- **The request**:
In the records below, print the lines without any changes, starting at the line that contains "One point belongs to each instance of the fish" and ending at the line that contains "[[432, 133]]".

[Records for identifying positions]
-- BEGIN --

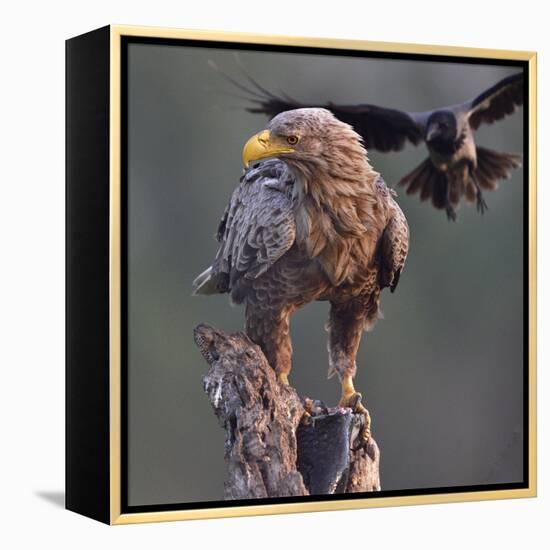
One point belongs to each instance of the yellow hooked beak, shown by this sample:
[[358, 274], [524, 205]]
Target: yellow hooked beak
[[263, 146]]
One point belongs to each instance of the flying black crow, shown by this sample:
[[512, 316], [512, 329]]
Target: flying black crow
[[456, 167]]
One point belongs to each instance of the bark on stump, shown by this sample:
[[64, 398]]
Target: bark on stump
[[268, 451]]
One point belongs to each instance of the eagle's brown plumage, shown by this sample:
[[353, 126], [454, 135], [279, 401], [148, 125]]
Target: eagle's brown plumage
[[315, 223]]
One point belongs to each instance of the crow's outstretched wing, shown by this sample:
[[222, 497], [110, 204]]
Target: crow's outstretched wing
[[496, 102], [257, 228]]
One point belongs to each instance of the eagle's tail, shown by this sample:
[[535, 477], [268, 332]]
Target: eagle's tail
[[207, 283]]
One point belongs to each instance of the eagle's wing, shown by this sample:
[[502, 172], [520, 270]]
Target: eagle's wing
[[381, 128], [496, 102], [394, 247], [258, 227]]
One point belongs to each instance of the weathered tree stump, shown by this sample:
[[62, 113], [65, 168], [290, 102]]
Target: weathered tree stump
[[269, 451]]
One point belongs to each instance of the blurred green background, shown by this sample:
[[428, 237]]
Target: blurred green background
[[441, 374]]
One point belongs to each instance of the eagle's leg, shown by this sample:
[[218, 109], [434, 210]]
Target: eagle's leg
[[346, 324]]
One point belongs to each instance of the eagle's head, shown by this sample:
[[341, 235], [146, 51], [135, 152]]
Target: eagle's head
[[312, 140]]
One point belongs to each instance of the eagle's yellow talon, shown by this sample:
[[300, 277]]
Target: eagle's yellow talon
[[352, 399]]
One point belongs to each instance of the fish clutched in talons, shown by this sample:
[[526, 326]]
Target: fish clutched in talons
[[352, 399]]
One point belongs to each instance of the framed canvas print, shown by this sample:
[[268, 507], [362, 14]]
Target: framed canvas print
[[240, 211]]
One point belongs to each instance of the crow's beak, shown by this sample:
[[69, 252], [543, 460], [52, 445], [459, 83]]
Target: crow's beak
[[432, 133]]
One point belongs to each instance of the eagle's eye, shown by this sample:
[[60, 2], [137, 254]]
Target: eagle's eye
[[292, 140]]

-- END --
-- BEGIN --

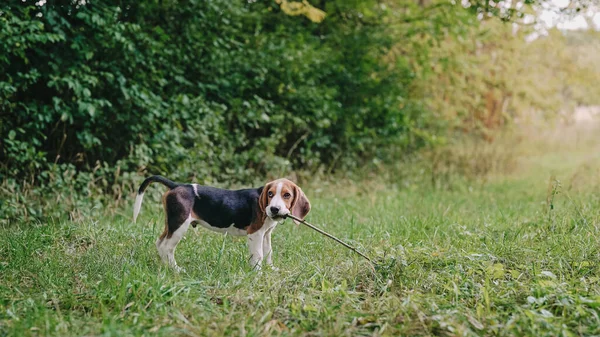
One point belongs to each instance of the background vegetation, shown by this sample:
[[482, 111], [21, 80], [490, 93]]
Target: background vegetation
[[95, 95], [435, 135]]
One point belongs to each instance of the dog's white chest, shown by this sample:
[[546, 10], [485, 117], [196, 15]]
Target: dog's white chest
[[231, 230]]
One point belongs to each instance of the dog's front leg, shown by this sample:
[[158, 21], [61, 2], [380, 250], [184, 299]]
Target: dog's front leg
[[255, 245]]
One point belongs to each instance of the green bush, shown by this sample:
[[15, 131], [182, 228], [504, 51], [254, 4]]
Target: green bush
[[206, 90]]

-- END --

- **Result for this exercise**:
One point belongs to each instance of the fish clutched in talons, shown by this sample:
[[526, 326]]
Target: fish clutched in talons
[[352, 399]]
One point belongs to each instance of the framed canvas print, shown by this sample:
[[268, 507], [362, 14]]
Target: framed canvas print
[[240, 211]]
One point belongs to each instance of the crow's beak, shown by this sample:
[[69, 252], [543, 460], [52, 445], [459, 83]]
Target: crow's beak
[[432, 133]]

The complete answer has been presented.